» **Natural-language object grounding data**
::::::::::

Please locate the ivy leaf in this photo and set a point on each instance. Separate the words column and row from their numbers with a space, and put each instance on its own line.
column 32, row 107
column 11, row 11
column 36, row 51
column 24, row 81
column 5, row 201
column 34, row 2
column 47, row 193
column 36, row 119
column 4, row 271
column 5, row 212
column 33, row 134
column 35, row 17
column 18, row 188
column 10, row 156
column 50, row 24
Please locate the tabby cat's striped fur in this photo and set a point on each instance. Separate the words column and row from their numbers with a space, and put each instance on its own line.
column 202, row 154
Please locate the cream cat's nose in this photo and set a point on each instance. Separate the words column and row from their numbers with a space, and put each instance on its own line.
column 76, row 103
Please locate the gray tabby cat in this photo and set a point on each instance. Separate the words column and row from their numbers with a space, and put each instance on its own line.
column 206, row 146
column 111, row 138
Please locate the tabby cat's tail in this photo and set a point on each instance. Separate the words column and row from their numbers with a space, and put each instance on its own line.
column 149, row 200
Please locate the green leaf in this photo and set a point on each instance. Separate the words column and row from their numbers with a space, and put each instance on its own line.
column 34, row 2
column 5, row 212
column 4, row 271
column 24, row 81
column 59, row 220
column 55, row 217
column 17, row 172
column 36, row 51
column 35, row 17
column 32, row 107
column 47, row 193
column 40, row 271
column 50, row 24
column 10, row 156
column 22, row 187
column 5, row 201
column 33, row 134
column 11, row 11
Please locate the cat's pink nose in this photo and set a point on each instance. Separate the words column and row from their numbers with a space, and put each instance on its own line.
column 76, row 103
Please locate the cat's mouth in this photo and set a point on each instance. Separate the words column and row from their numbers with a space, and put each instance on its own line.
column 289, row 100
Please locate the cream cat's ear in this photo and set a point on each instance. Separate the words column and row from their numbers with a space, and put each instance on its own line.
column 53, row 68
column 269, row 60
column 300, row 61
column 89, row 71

::::::::::

» **What the task requires**
Return the records given above in their entirety, word for word.

» **Response to the task**
Please locate the ivy leaf in this photo and set a point on each instance. Separate the words column and row from their numbers with a space, and put each instance on its own line.
column 32, row 107
column 11, row 11
column 36, row 51
column 24, row 81
column 5, row 201
column 34, row 2
column 47, row 193
column 36, row 119
column 4, row 271
column 5, row 212
column 33, row 134
column 35, row 17
column 18, row 188
column 10, row 156
column 50, row 24
Please locate the tabby cat's striped fur in this photo and set a point on each instance. Separate the words column and row from their numbers with a space, and put each instance on its own line.
column 202, row 154
Please locate the cream cat's nose in this photo and set a point on each instance. Separate the words column and row from their numbers with a space, and put each instance on its own line.
column 76, row 103
Please locate the gray tabby cat in this photo and set a point on each instance. Separate the words column and row from their numbers with a space, and put each instance on its own line.
column 206, row 146
column 111, row 138
Please locate the tabby cat's tail in this photo and set a point on each instance. Separate the words column and row from their numbers with a space, and put each instance on its own line.
column 149, row 200
Please locate the green leaf in this photo and set a point on each instance. Separate the words column and row from their numbers with a space, and put each instance on its own line.
column 34, row 2
column 5, row 212
column 4, row 271
column 24, row 81
column 59, row 220
column 55, row 217
column 17, row 172
column 36, row 51
column 35, row 17
column 32, row 107
column 47, row 193
column 40, row 271
column 50, row 24
column 10, row 156
column 22, row 187
column 5, row 201
column 33, row 134
column 11, row 11
Please locate the cat's pink nose in this photo and set a point on each instance. Separate the words column and row from their numbers with a space, and put each instance on its own line.
column 76, row 103
Please locate the cat's mouth in this photo and set a point on each instance. Separate the words column and row from their numbers with a space, and put each instance on its own line.
column 289, row 100
Please locate the cream cat's ear in this photo and set a point on each instance. Separate the words column and row from their numbers with a space, and put each instance on its own line.
column 53, row 68
column 269, row 60
column 300, row 61
column 89, row 71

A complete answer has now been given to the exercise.